● **TASK DESCRIPTION**
Pull out every line of the material below that contains the string "after", and copy each line in full. Case counts.
[Opening INPUT FOR THIS TASK section]
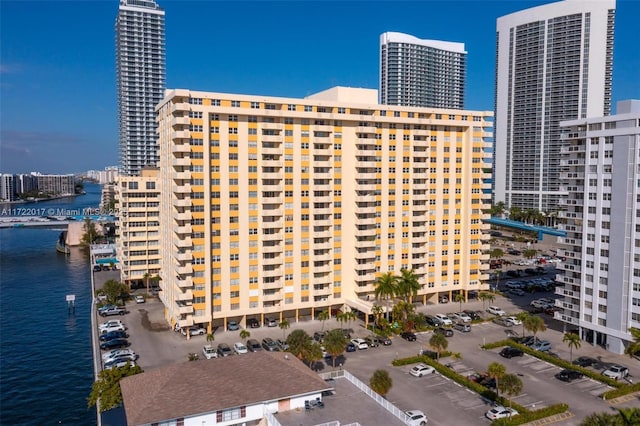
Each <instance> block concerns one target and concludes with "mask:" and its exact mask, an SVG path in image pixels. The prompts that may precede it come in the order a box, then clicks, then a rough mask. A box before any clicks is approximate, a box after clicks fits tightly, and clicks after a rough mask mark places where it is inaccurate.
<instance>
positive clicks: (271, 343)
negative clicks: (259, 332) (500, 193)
mask: <svg viewBox="0 0 640 426" xmlns="http://www.w3.org/2000/svg"><path fill="white" fill-rule="evenodd" d="M262 348H263V349H264V350H265V351H270V352H274V351H279V350H280V349H279V348H278V345H277V344H276V341H275V340H273V339H272V338H271V337H265V338H264V339H262Z"/></svg>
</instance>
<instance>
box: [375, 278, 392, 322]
mask: <svg viewBox="0 0 640 426" xmlns="http://www.w3.org/2000/svg"><path fill="white" fill-rule="evenodd" d="M396 281H397V278H396V277H395V276H394V275H393V274H392V273H391V272H386V273H384V274H382V275H380V276H378V278H376V282H375V286H376V289H375V292H374V294H375V296H376V300H381V299H384V300H385V301H386V303H387V321H389V301H390V299H391V298H392V297H393V296H395V295H396V292H397V290H398V287H397V285H396Z"/></svg>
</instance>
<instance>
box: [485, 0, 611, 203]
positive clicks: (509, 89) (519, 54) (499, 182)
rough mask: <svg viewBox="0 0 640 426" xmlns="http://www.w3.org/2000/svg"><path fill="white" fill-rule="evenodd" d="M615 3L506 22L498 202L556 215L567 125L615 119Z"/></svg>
mask: <svg viewBox="0 0 640 426" xmlns="http://www.w3.org/2000/svg"><path fill="white" fill-rule="evenodd" d="M614 19H615V0H599V1H580V0H565V1H560V2H557V3H551V4H548V5H543V6H538V7H535V8H532V9H527V10H523V11H520V12H516V13H513V14H510V15H507V16H503V17H501V18H498V21H497V36H496V43H497V46H496V105H495V111H496V117H495V153H494V172H493V175H494V203H496V202H500V201H503V202H504V203H505V204H506V206H507V207H508V208H509V207H519V208H522V209H537V210H540V211H555V210H557V208H558V204H559V202H560V199H561V198H562V197H563V196H565V195H566V192H564V191H562V190H561V189H560V174H561V173H562V167H561V164H560V161H561V151H562V145H563V143H564V141H563V140H562V139H561V137H560V124H559V123H560V121H563V120H572V119H578V118H584V117H599V116H602V115H609V114H610V111H611V79H612V68H613V30H614Z"/></svg>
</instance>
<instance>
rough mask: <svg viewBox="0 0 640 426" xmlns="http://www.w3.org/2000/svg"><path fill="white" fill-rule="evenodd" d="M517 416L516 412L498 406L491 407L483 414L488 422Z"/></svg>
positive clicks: (513, 409)
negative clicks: (487, 410) (499, 419)
mask: <svg viewBox="0 0 640 426" xmlns="http://www.w3.org/2000/svg"><path fill="white" fill-rule="evenodd" d="M517 414H518V412H517V411H516V410H514V409H513V408H509V407H503V406H501V405H498V406H497V407H493V408H492V409H491V410H489V411H487V412H486V413H485V417H486V418H488V419H489V420H497V419H504V418H505V417H513V416H515V415H517Z"/></svg>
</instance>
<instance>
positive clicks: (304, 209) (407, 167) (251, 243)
mask: <svg viewBox="0 0 640 426" xmlns="http://www.w3.org/2000/svg"><path fill="white" fill-rule="evenodd" d="M158 115H159V135H160V185H161V190H160V194H161V197H162V199H161V201H160V209H161V210H160V229H161V231H160V232H161V236H160V245H161V247H160V254H161V259H162V260H161V269H160V275H161V277H160V278H161V280H160V287H161V289H162V291H161V292H160V298H161V300H162V301H163V303H164V304H165V306H166V311H165V312H166V315H167V320H168V321H169V322H170V323H171V324H172V325H174V326H175V325H176V324H177V325H178V326H180V327H184V326H188V325H191V324H194V323H198V324H203V325H213V326H226V322H227V320H229V319H233V320H236V321H239V322H240V323H241V324H245V323H244V322H245V321H246V320H248V319H257V320H258V321H260V322H262V321H263V320H264V317H265V316H266V317H271V318H273V319H275V320H278V319H282V318H287V319H288V320H289V321H290V322H293V321H295V320H297V319H298V318H299V317H300V316H301V315H311V316H313V315H314V313H317V312H320V311H323V310H332V309H344V307H345V306H347V309H350V308H352V309H356V310H358V311H360V312H366V313H370V312H371V308H372V306H373V303H374V290H375V286H374V282H375V281H376V278H377V277H378V276H380V275H381V274H384V273H388V272H389V273H391V274H393V275H398V274H400V270H401V269H403V268H404V269H407V270H413V273H414V274H415V275H416V277H417V279H418V282H419V283H420V289H419V290H418V293H417V296H416V298H415V300H419V301H422V302H425V301H427V300H428V299H429V300H435V299H436V298H437V297H438V296H441V295H447V296H448V297H450V298H451V296H452V295H454V294H462V295H465V296H466V295H467V292H468V291H470V290H480V289H482V288H484V286H483V280H485V279H487V278H488V273H487V269H488V265H485V264H483V262H482V261H483V260H484V259H487V258H488V255H486V254H483V251H484V250H486V249H488V240H487V238H488V235H484V234H483V229H485V228H486V227H487V225H484V224H483V223H482V219H483V209H485V208H487V207H488V201H489V200H488V199H487V196H485V194H484V193H483V188H484V187H485V186H487V185H488V184H487V183H485V180H486V179H487V178H488V175H486V174H485V172H484V169H483V167H484V165H485V162H486V161H488V160H489V158H488V157H490V153H489V152H488V151H487V150H488V149H489V148H490V142H488V141H487V138H490V137H491V136H492V135H491V133H490V131H487V129H488V128H490V127H491V126H492V122H491V121H489V120H488V118H489V117H491V116H492V113H491V112H480V111H462V110H442V109H426V108H415V107H414V108H412V107H395V106H387V105H380V104H378V103H377V91H376V90H372V89H352V88H344V87H340V88H333V89H329V90H327V91H325V92H321V93H319V94H316V95H313V96H311V97H308V98H305V99H294V98H278V97H265V96H250V95H241V94H227V93H208V92H197V91H190V90H171V91H168V92H167V96H166V97H165V99H164V100H163V101H162V102H161V103H160V104H159V105H158ZM380 304H381V305H383V306H384V302H380Z"/></svg>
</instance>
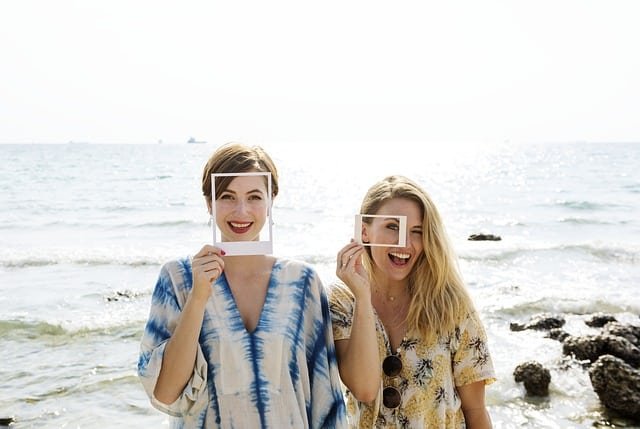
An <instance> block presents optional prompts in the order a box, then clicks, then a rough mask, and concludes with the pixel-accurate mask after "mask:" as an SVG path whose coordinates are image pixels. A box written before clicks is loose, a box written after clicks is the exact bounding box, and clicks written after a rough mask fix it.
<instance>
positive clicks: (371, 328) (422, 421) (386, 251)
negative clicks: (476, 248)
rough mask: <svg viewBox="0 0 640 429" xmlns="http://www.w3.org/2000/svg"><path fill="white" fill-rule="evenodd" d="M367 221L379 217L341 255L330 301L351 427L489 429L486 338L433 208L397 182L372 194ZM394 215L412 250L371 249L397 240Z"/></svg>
mask: <svg viewBox="0 0 640 429" xmlns="http://www.w3.org/2000/svg"><path fill="white" fill-rule="evenodd" d="M361 213H362V214H365V215H379V216H382V217H380V218H376V219H375V220H373V218H367V217H363V224H362V239H363V242H364V243H365V245H364V246H363V245H359V244H356V243H355V242H353V241H352V242H351V243H350V244H348V245H346V246H345V247H344V248H342V250H340V252H339V253H338V256H337V270H336V274H337V276H338V278H339V279H340V280H341V281H340V282H337V283H336V284H334V285H332V287H331V291H330V297H329V301H330V310H331V317H332V322H333V332H334V340H335V343H336V352H337V357H338V367H339V370H340V376H341V378H342V381H343V383H344V384H345V386H346V387H347V400H348V401H347V412H348V417H349V424H350V426H351V427H354V428H373V427H375V428H465V427H466V428H471V429H477V428H490V427H491V420H490V418H489V415H488V413H487V410H486V407H485V391H484V390H485V385H486V384H489V383H491V382H493V381H494V380H495V378H494V377H495V375H494V369H493V364H492V361H491V357H490V355H489V351H488V348H487V336H486V334H485V331H484V328H483V326H482V323H481V321H480V319H479V317H478V314H477V312H476V311H475V310H474V306H473V303H472V302H471V299H470V297H469V295H468V293H467V291H466V290H465V286H464V284H463V281H462V279H461V276H460V274H459V272H458V268H457V261H456V258H455V255H454V254H453V252H452V250H451V247H450V245H449V243H448V238H447V236H446V233H445V230H444V226H443V223H442V221H441V218H440V215H439V214H438V211H437V209H436V207H435V205H434V204H433V202H432V201H431V199H430V198H429V196H428V195H427V193H426V192H425V191H424V190H423V189H421V188H420V187H419V186H418V185H417V184H416V183H414V182H413V181H411V180H409V179H407V178H405V177H402V176H390V177H387V178H385V179H384V180H382V181H380V182H378V183H376V184H375V185H373V186H372V187H371V188H370V189H369V191H368V192H367V194H366V196H365V197H364V201H363V203H362V207H361ZM396 216H406V219H407V221H406V235H407V236H406V244H405V245H404V246H403V247H386V246H384V245H383V246H367V245H366V243H367V242H370V243H372V244H373V243H380V242H383V241H382V238H381V236H382V235H384V234H389V233H390V232H391V233H393V232H394V231H395V233H396V234H397V233H398V229H399V220H398V218H397V217H396ZM366 219H369V220H366ZM374 222H375V225H374Z"/></svg>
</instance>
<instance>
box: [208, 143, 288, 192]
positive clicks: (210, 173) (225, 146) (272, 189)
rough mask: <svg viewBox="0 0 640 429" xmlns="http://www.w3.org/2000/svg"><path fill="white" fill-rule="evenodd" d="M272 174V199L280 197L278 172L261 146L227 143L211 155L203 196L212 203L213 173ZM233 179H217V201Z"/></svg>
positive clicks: (233, 143)
mask: <svg viewBox="0 0 640 429" xmlns="http://www.w3.org/2000/svg"><path fill="white" fill-rule="evenodd" d="M248 172H264V173H271V198H275V197H276V195H278V170H277V169H276V165H275V164H274V163H273V160H272V159H271V157H270V156H269V155H268V154H267V153H266V152H265V151H264V149H262V148H261V147H260V146H245V145H243V144H240V143H227V144H225V145H223V146H220V147H219V148H218V149H217V150H216V151H215V152H214V153H213V155H211V157H210V158H209V160H208V161H207V164H206V165H205V167H204V171H203V172H202V194H203V195H204V197H205V198H206V199H207V202H208V203H211V174H213V173H248ZM233 179H234V178H233V177H217V178H216V199H217V198H218V197H219V196H220V194H221V193H222V192H224V191H225V190H226V189H227V188H228V187H229V184H230V183H231V181H232V180H233Z"/></svg>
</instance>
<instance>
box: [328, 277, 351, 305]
mask: <svg viewBox="0 0 640 429" xmlns="http://www.w3.org/2000/svg"><path fill="white" fill-rule="evenodd" d="M327 295H329V304H330V305H331V308H332V309H338V308H344V309H347V310H349V311H350V309H351V308H352V307H353V304H354V302H355V298H354V296H353V293H352V292H351V290H350V289H349V287H348V286H347V285H346V284H344V283H343V282H342V281H340V280H338V281H336V282H334V283H331V285H329V287H328V288H327Z"/></svg>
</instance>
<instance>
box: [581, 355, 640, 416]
mask: <svg viewBox="0 0 640 429" xmlns="http://www.w3.org/2000/svg"><path fill="white" fill-rule="evenodd" d="M589 378H591V385H592V386H593V390H594V391H595V392H596V394H597V395H598V397H599V398H600V401H601V402H602V403H603V404H604V405H605V406H606V407H607V408H610V409H612V410H615V411H617V412H619V413H620V414H622V415H624V416H627V417H631V418H633V419H640V371H639V370H637V369H634V368H632V367H631V366H630V365H628V364H626V363H625V362H624V361H623V360H622V359H619V358H617V357H615V356H611V355H603V356H600V357H599V358H598V360H597V361H596V362H595V363H594V364H593V365H592V366H591V368H590V369H589Z"/></svg>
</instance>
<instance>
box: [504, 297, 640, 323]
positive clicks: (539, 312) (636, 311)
mask: <svg viewBox="0 0 640 429" xmlns="http://www.w3.org/2000/svg"><path fill="white" fill-rule="evenodd" d="M637 311H638V308H637V306H636V307H633V306H631V305H629V304H627V303H624V304H616V303H613V302H610V301H608V300H601V299H594V300H593V301H589V302H586V301H571V300H559V299H557V297H548V298H540V299H537V300H535V301H530V302H524V303H519V304H516V305H513V306H510V307H505V308H500V309H498V310H494V312H495V313H498V314H501V315H504V316H507V317H511V318H522V317H525V318H528V317H529V316H531V315H534V314H539V313H562V314H574V315H588V314H594V313H598V312H602V313H607V314H617V313H625V312H631V313H635V312H637Z"/></svg>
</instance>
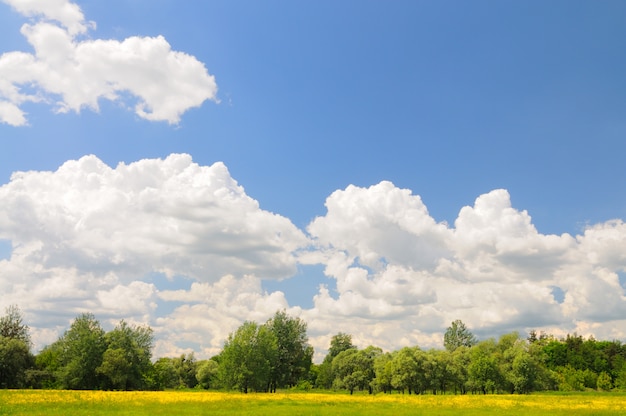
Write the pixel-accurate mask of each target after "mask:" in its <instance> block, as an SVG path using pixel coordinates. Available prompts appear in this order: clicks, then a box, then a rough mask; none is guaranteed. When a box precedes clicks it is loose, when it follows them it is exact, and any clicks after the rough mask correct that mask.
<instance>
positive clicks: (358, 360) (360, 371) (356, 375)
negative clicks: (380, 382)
mask: <svg viewBox="0 0 626 416" xmlns="http://www.w3.org/2000/svg"><path fill="white" fill-rule="evenodd" d="M381 354H382V350H381V349H380V348H378V347H373V346H369V347H367V348H366V349H364V350H357V349H356V348H350V349H347V350H344V351H342V352H340V353H339V355H337V356H336V357H335V358H334V359H333V363H332V367H333V374H335V380H334V382H333V384H334V387H335V388H343V389H347V390H349V391H350V394H352V393H353V392H354V389H355V388H358V389H359V390H364V389H366V388H367V389H368V391H369V393H370V394H372V392H373V391H372V381H373V380H374V377H375V372H374V361H375V360H376V357H378V356H379V355H381Z"/></svg>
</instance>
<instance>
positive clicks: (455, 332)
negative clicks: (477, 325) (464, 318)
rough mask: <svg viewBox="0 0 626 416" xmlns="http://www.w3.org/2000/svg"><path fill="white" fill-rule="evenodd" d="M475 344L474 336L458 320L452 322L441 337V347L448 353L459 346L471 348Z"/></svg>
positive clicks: (454, 349)
mask: <svg viewBox="0 0 626 416" xmlns="http://www.w3.org/2000/svg"><path fill="white" fill-rule="evenodd" d="M477 342H478V340H477V339H476V337H475V336H474V334H472V333H471V332H470V331H469V329H467V327H466V326H465V324H464V323H463V321H461V320H460V319H457V320H456V321H454V322H452V324H451V325H450V326H449V327H448V329H446V333H445V334H444V336H443V345H444V347H445V348H446V349H447V350H448V351H454V350H456V349H457V348H458V347H460V346H466V347H472V346H474V345H476V343H477Z"/></svg>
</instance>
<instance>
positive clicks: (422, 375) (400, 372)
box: [391, 347, 426, 394]
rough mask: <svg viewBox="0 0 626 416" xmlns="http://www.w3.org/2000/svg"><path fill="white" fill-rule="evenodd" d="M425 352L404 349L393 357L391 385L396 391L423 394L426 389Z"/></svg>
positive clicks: (404, 347)
mask: <svg viewBox="0 0 626 416" xmlns="http://www.w3.org/2000/svg"><path fill="white" fill-rule="evenodd" d="M424 358H425V356H424V352H423V351H422V350H420V349H419V347H412V348H410V347H404V348H402V349H401V350H400V351H398V352H397V353H396V354H394V356H393V360H392V362H391V373H392V376H391V385H392V386H393V388H395V389H396V390H400V391H402V392H404V390H408V392H409V394H411V393H413V392H414V393H416V394H418V393H422V392H423V391H424V389H425V388H426V380H425V377H424Z"/></svg>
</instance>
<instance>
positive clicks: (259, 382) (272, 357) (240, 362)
mask: <svg viewBox="0 0 626 416" xmlns="http://www.w3.org/2000/svg"><path fill="white" fill-rule="evenodd" d="M277 356H278V346H277V340H276V336H275V335H274V333H273V332H272V331H271V329H270V328H269V327H267V326H266V325H258V324H257V323H256V322H245V323H244V324H243V325H241V326H240V327H239V328H238V329H237V331H235V332H234V333H231V334H230V335H229V336H228V339H227V341H226V343H225V344H224V349H223V350H222V353H221V354H220V371H219V374H220V380H221V382H222V383H223V385H224V386H225V387H227V388H237V389H239V390H240V391H242V392H244V393H247V392H248V390H254V391H267V390H268V389H269V386H270V382H271V376H272V364H273V363H274V362H275V361H276V357H277Z"/></svg>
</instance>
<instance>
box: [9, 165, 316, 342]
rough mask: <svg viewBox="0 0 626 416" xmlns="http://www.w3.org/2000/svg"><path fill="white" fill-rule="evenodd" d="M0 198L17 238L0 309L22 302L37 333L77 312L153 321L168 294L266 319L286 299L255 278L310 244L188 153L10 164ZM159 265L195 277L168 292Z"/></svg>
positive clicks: (284, 276) (169, 269) (284, 301)
mask: <svg viewBox="0 0 626 416" xmlns="http://www.w3.org/2000/svg"><path fill="white" fill-rule="evenodd" d="M0 200H1V201H2V204H0V236H1V237H0V238H2V239H6V240H10V241H11V245H12V252H11V257H10V259H8V260H2V261H0V291H2V293H3V302H2V304H0V307H4V306H7V305H5V304H4V303H6V304H9V303H17V304H19V305H20V307H21V308H23V309H24V310H25V311H27V312H28V313H29V315H31V316H32V317H33V322H32V323H31V326H32V327H33V328H34V330H35V331H40V330H43V329H45V328H50V327H55V328H57V327H63V325H66V324H67V323H69V321H70V320H71V319H72V318H74V317H75V316H76V315H77V314H79V313H81V312H84V311H89V312H93V313H94V314H95V315H96V316H97V317H99V318H101V319H102V320H106V321H107V322H110V321H111V320H112V321H115V320H119V319H121V318H125V319H127V320H133V321H137V322H147V323H151V324H154V323H155V319H156V313H157V309H158V307H159V305H160V304H163V302H166V303H167V302H171V301H182V302H185V303H186V304H190V303H195V302H204V303H207V302H208V304H211V303H215V304H217V305H219V308H220V310H222V311H223V313H228V314H231V315H232V316H236V317H237V320H239V319H242V320H244V319H247V318H246V317H247V314H248V313H252V316H253V317H254V316H256V315H254V313H257V314H258V313H259V311H263V313H262V314H266V315H267V314H268V313H267V310H269V309H274V310H273V311H275V310H276V308H279V307H285V306H286V302H285V301H284V296H283V295H282V294H281V293H280V292H275V293H272V294H268V295H264V294H262V292H261V289H260V283H259V279H260V278H265V279H282V278H285V277H289V276H292V275H293V274H295V273H296V262H297V260H296V255H295V252H296V251H297V250H298V249H299V248H300V247H304V246H306V245H307V244H308V239H307V238H306V237H305V235H304V234H303V233H302V232H301V231H300V230H298V229H297V228H296V227H295V226H294V225H293V224H292V223H291V222H290V221H289V220H288V219H286V218H284V217H281V216H279V215H276V214H273V213H270V212H267V211H264V210H262V209H260V208H259V204H258V203H257V201H255V200H254V199H252V198H250V197H249V196H247V195H246V194H245V191H244V189H243V188H242V187H241V186H239V185H238V184H237V182H236V181H235V180H233V179H232V178H231V177H230V174H229V172H228V170H227V168H226V167H225V166H224V165H223V164H222V163H216V164H214V165H212V166H199V165H197V164H196V163H194V162H193V161H192V160H191V157H190V156H188V155H184V154H174V155H171V156H169V157H168V158H166V159H164V160H161V159H154V160H141V161H138V162H135V163H131V164H128V165H127V164H123V163H121V164H119V165H118V166H117V167H115V168H111V167H109V166H107V165H105V164H104V163H103V162H102V161H100V160H99V159H98V158H96V157H95V156H85V157H83V158H81V159H80V160H76V161H68V162H66V163H65V164H63V165H62V166H61V167H60V168H59V169H58V170H57V171H55V172H36V171H32V172H17V173H15V174H13V175H12V177H11V180H10V182H9V183H8V184H6V185H4V186H1V187H0ZM155 273H162V274H163V275H164V276H167V277H169V278H171V279H175V278H178V279H183V277H180V276H184V278H185V279H191V281H195V282H196V283H195V284H194V285H193V286H192V288H191V290H190V291H189V292H183V293H182V294H178V293H179V292H176V291H173V292H172V291H163V290H162V289H161V288H160V287H159V286H157V285H156V284H155V283H154V281H153V278H152V276H153V275H154V274H155ZM164 278H165V277H164ZM246 282H247V283H246ZM244 283H245V285H244ZM242 285H243V286H242ZM240 286H242V287H240ZM233 291H234V292H233ZM229 293H232V296H230V295H228V294H229ZM177 296H179V297H178V298H177ZM231 301H232V302H231ZM228 302H230V303H228ZM264 304H267V305H270V306H271V307H270V306H267V308H266V309H264V308H263V307H262V306H263V305H264ZM196 308H198V307H196ZM238 308H240V309H241V313H237V312H236V311H237V310H239V309H238ZM273 311H272V312H273ZM176 316H177V315H176V314H174V315H172V317H171V318H165V317H163V316H161V318H162V319H165V321H164V322H174V321H175V318H176ZM188 318H189V319H192V318H191V317H188ZM168 319H170V320H168ZM233 322H234V320H232V319H231V320H230V321H226V322H224V323H223V324H220V327H223V325H226V326H225V327H224V328H228V329H229V330H231V329H232V328H231V327H232V325H233ZM174 325H175V326H179V325H180V323H179V322H176V323H175V324H174ZM160 330H161V332H163V333H168V330H167V329H163V328H160ZM223 333H224V330H222V331H221V332H220V331H218V332H217V334H218V335H220V336H221V335H223ZM47 336H48V337H49V334H48V335H47ZM42 339H47V338H45V337H43V336H42ZM217 342H221V341H215V343H217ZM211 345H213V346H212V347H211V348H215V347H214V344H211Z"/></svg>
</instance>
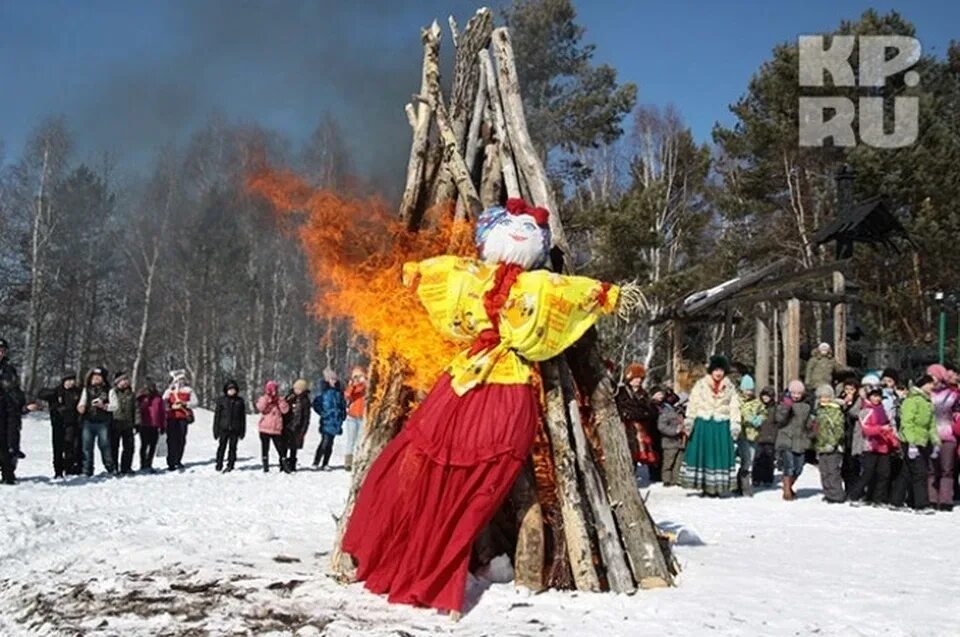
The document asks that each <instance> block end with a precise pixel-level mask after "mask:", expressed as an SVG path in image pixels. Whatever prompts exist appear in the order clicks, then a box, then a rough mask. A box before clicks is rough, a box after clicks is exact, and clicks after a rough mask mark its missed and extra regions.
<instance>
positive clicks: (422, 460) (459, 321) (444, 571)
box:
[Closing INPUT FOR THIS TASK section]
● **RESULT OF THIS TASK**
Each <instance> block concerns one target and concludes with "mask:" and its exact mask, an SVG path in image pixels. The prompts that may precede it come in the order a box, then clicks, then a rough mask. A box before any clicks is approximate, a box after clicks fits tightly, and clicks after a rough mask mark places where it is inaccurate.
An <instance> block presents optional prompts in the order a box, then clicks, then a rough mask, and concludes with the pixel-accurate mask after "mask:" as an SVG path whose coordinates are image pixels. A box written before clicks is loose, a box written after clicks is the exact bounding box, and clicks written after a rough mask fix it.
Write the pixel-accurate mask of each target after "mask:" in its <instance> block, as an SVG path using pixel coordinates. Available prompts appear in this order: clicks, then a box, then a rough mask; none is guaranteed. When a box precedes clicks it is loose, when it follows them it is exact, and any clicks after the rough mask correct that mask.
The document asks that each <instance> block end with a precise pixel-level mask after "mask:", expressed as an SVG path in image pixels. Whatever prompts exist appear in the order clicks, then a box, then a rough mask. A box before clicks is rough, a box after clicks is exact, and clicks after a rough mask mark its missed and extra regions.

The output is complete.